Remove the oscar for sure, and probably the silver dollars (though you might be able to keep them). Set up one side of the tank for your BB (a large piece of driftwood,etc.)---then make the other side of the tank more cluttered with rockwork (lots of smaller hiding places).

Then add SMALLER but tough cichlids on the other side---you could add 2 or possibly 3 CA's such as Salvini, Convict, or Neets.

Another option would be adding a few Malawi Mbuna such as "Pseudotropheus" Estherae (Red Zebra), Melanochromis Auratus, Pseudotropheus Socolofi, Pseudotropheus Lombardoi "Kenyi," or most any of the aggressive Mbuna species. You should be able to find appropriate ones in the "mixed large Africans" tank at your LFS. I know many people will throw a fit over this suggestion, but it will work if you set up the tank correctly. Most of the aggressive Mbuna will be good choices because they are fast and agile--they will be able to out maneuver your BB among the rockwork. They also share similar dietary needs and water conditions. If you choose this option, the key to success for you is to keep an area too cluttered for the BB to actually catch the mbuna---but also an open area for the BB to dominate, and to not overstock the Mbuna like you would in a typical setup. Ideally you would also have all of the same sex, or a harem group of one species.

**There is the slim possibility that your fish won't tolerate other tankmates....but I've only ever had that happen once in all of my years of cichlid keeping. It isn't likely that you have one...it's much more rare than most people think. Likely you just need to add fish that your BB can't catch, and an area that's large enough to satisfy your BB.

If you are interested in more details of either option...just ask, I've done both many times and they usually work.

▶ **Entries shown**
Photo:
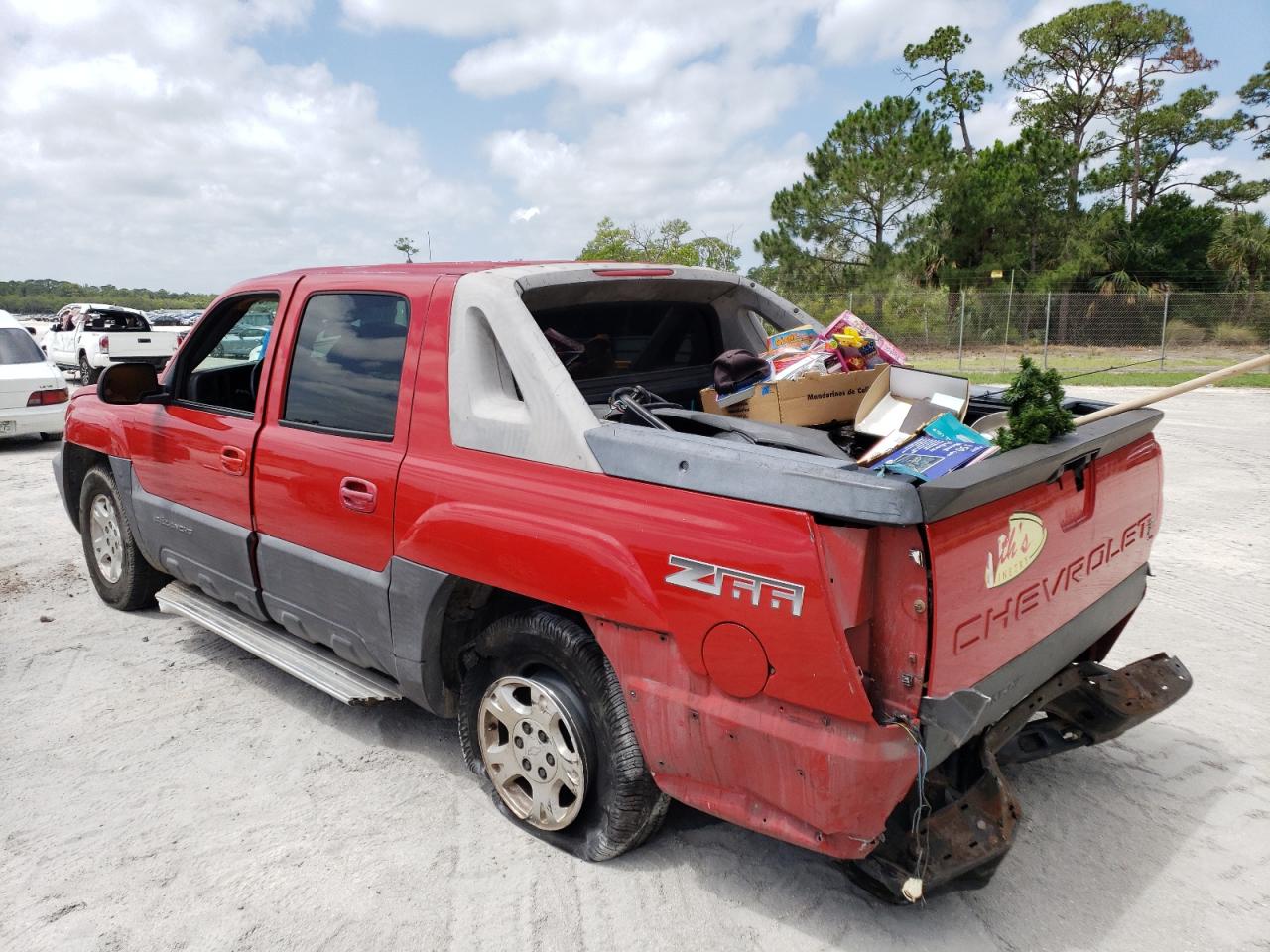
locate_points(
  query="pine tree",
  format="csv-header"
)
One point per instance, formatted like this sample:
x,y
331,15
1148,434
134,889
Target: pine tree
x,y
1037,413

▶ **Required action 1**
In the cichlid tank advice, rewrite the paragraph that begins "Another option would be adding a few Malawi Mbuna" as a short bulleted list that keeps its main facts.
▶ **Required action 2**
Reproduce the part of the cichlid tank advice starting with "Remove the oscar" and going on through "smaller hiding places).".
▶ **Required action 3**
According to the cichlid tank advice, which Central American cichlids could be added to the smaller side of the tank?

▶ **Response box 1**
- Another option is to add a few aggressive Malawi Mbuna, such as "Pseudotropheus" Estherae (Red Zebra), Melanochromis Auratus, Pseudotropheus Socolofi, or Pseudotropheus Lombardoi "Kenyi."
- Suitable ones can often be found in the "mixed large Africans" tank at the LFS.
- The option is controversial but works if the tank is set up correctly.
- Aggressive Mbuna are fast and agile enough to outmaneuver the BB among the rockwork.
- They have dietary needs and water conditions similar to the BB's.
- Keys to success: provide a cluttered area where the BB can't catch them and an open area for the BB to dominate, and don't overstock the Mbuna as in a typical setup.
- Ideally, keep all one sex or a harem group of one species.

▶ **Response box 2**
Remove the oscar for sure, and probably the silver dollars (though you might be able to keep them). Set up one side of the tank for your BB (a large piece of driftwood,etc.)---then make the other side of the tank more cluttered with rockwork (lots of smaller hiding places).

▶ **Response box 3**
Salvini, Convict, or Neets.